● Excerpt to read:
========

“Culture,” he said. “The word meant this—making cheese—before it meant that—art and opera. And before it meant anything, it just meant working the land. That’s a better definition. That’s who we are. Not our music, our books. Psh, books. They’re all dead. We’re alive. We eat, we grow. But, but but but, here’s the thing! We’re amateurs.”
I loved Robin Sloan’s Sourdough. (What can I say, I’m a standard-issue pandemic nerd.) It’s light, fun, and occasionally funny, but still asks hard questions: can technology further our culture, or only erase it? Can culture be shared, or only appropriated?
That’s high-minded stuff, but so many of the book’s small details spoke to me. Sloan nails programming in San Francisco: the constant exhortations to work harder and change the world, the disconnect between high-flying fundraising decks and the kludgy heuristics that actually run the machines, and the sense of wonder that a coding breakthrough brings. It’s easy to see myself in Lois, the book’s protagonist.
One hint at a time, Sloan also builds a hauntingly beautiful picture of the Mazg, the fictional community of stateless European migrants who nurtured Lois’s sourdough culture through centuries of wandering. I regret not listening to the audiobook version of Sourdough — it includes computer-generated Mazg music! Some samples are included in this blog post, which is also the best non-technical description of machine learning I’ve found.
I love San Francisco, and programming, and cooking, and I worry that nerds like me have destroyed our city (and possibly our country). I’m also the cofounder of a young startup, hoping to make some small change in our culture. I left Sourdough struck by this quote from the mysterious backer of the Marrow Fair:
“It is no small thing to change a culture,” Horace said simply. “But I think interesting things are growing here. Lucrative enterprises. Provocative tastes.”

========

● Data to examine:
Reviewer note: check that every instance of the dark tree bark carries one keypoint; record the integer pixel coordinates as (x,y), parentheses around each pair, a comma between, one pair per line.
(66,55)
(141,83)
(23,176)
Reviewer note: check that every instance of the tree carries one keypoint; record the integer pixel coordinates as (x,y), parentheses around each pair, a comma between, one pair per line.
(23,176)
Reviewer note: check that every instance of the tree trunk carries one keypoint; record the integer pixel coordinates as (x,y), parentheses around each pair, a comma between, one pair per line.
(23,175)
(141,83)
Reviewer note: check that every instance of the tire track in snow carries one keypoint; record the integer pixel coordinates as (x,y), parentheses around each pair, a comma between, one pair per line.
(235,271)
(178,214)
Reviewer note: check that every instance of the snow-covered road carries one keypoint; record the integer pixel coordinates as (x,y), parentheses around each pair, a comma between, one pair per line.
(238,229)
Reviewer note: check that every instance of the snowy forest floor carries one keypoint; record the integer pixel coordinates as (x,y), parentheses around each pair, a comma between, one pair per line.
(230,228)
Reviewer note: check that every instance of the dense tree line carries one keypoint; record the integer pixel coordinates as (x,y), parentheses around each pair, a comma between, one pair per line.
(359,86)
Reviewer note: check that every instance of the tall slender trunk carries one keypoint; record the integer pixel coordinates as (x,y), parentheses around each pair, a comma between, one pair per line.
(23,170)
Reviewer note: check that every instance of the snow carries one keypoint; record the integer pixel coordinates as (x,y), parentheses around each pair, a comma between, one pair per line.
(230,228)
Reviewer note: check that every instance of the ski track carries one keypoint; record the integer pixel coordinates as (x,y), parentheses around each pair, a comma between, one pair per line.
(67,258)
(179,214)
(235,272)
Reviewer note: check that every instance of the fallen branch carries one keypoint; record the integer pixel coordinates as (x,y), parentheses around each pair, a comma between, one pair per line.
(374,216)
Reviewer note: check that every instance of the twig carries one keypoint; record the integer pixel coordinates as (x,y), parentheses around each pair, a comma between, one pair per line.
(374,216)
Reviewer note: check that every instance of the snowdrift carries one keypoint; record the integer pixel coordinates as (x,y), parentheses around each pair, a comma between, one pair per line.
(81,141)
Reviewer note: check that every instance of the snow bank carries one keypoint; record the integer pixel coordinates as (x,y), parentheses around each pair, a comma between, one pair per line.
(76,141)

========

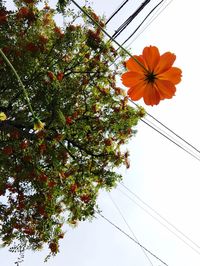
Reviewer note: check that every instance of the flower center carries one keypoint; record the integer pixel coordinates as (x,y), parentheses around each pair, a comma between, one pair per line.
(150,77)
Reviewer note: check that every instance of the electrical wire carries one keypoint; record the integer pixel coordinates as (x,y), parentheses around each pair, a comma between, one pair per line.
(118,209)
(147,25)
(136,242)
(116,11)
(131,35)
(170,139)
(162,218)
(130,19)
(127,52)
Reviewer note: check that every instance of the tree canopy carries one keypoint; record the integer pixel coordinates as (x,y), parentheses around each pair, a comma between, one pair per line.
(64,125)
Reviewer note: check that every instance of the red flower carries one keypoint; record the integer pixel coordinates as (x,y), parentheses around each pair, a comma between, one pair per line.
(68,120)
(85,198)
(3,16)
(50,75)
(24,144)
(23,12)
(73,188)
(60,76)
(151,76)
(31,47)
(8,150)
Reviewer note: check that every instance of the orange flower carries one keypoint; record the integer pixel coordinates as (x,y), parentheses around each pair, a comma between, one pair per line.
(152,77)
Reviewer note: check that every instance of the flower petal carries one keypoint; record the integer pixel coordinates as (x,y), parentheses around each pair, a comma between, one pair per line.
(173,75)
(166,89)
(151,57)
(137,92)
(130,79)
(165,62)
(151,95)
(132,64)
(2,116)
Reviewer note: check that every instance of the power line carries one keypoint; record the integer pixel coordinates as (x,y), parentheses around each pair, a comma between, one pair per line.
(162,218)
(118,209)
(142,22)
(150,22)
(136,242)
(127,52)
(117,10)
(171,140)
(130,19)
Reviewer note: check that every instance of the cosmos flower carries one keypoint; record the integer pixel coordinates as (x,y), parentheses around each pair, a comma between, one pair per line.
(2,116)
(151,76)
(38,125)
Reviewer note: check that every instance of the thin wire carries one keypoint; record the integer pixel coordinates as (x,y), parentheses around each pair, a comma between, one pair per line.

========

● Exercise set:
A) Return the passage of the post about Sourdough that begins at the words "One hint at" and stops after the words "learning I’ve found.", copied without any change.
B) Render this sentence from the post about Sourdough in Spanish: "I love San Francisco, and programming, and cooking, and I worry that nerds like me have destroyed our city (and possibly our country)."

● Exercise answers:
A)
One hint at a time, Sloan also builds a hauntingly beautiful picture of the Mazg, the fictional community of stateless European migrants who nurtured Lois’s sourdough culture through centuries of wandering. I regret not listening to the audiobook version of Sourdough — it includes computer-generated Mazg music! Some samples are included in this blog post, which is also the best non-technical description of machine learning I’ve found.

B) Me encanta San Francisco, y la programación, y cocinar, y me preocupa que los nerds como yo hayan destruido nuestra ciudad (y posiblemente nuestro país).